▶ _WHAT YOU SHOULD DO_
Collect every line of the listing below that contains the word "bark", and copy each such line in full.

## Start RECORDED DATA

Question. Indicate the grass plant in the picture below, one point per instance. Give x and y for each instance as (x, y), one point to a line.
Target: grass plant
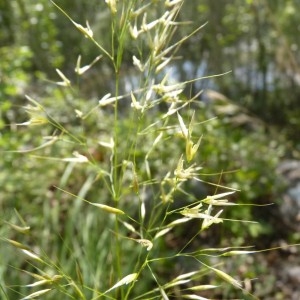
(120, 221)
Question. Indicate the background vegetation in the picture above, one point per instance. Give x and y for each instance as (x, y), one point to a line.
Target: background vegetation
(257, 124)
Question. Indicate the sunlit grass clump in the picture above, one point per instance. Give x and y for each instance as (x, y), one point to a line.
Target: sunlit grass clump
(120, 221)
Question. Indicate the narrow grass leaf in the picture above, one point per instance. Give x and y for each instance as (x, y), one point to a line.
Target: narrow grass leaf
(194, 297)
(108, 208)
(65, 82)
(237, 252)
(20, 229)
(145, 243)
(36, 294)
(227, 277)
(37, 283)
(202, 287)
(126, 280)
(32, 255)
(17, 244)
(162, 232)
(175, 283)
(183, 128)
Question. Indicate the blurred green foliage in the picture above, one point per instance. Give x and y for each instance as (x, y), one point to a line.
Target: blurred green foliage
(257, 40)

## End RECORDED DATA
## Start RECORDED DATA

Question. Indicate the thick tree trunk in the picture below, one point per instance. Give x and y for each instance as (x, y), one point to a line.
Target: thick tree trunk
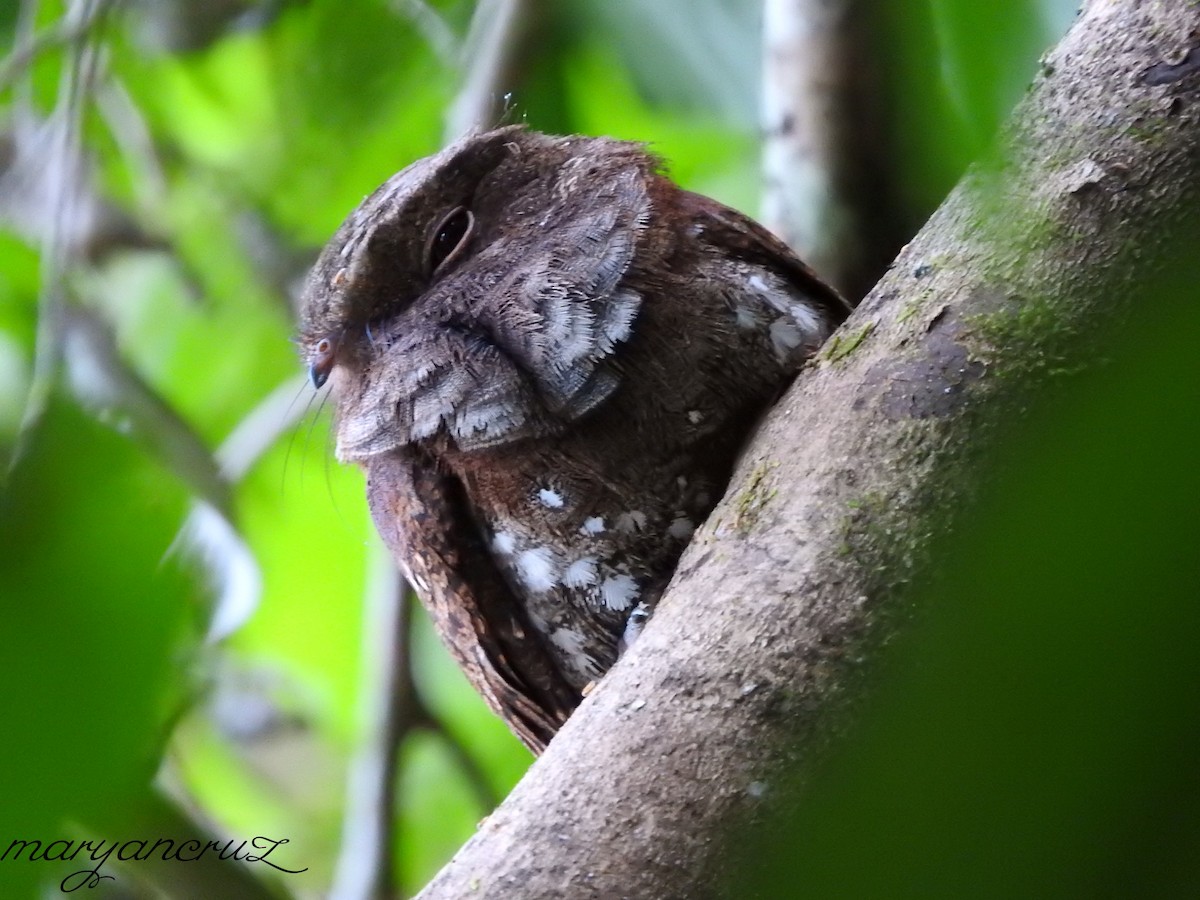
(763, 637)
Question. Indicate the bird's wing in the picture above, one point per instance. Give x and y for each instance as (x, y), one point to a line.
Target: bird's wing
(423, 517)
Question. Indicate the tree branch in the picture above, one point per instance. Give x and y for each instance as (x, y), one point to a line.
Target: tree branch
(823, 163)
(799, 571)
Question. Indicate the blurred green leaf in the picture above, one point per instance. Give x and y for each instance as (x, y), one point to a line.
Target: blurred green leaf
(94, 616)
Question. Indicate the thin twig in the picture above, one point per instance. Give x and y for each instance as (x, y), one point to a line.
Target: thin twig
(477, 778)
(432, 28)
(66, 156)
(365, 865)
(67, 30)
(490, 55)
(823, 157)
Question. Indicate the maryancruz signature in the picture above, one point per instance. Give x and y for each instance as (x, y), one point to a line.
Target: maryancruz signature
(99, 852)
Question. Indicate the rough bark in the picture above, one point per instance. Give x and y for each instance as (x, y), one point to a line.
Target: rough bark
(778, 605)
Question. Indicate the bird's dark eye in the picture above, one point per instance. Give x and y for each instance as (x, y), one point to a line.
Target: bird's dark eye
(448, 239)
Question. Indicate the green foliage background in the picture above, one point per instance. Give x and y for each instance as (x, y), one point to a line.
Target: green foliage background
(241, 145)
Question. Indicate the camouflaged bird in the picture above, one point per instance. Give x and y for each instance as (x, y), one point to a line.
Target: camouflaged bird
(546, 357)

## End RECORDED DATA

▶ _SOLUTION FOR THIS TASK_
Question. Indicate the rough bark in the picture above, one point per instance. Give x and y for each instance as (x, y), one point to a line.
Target: rough bark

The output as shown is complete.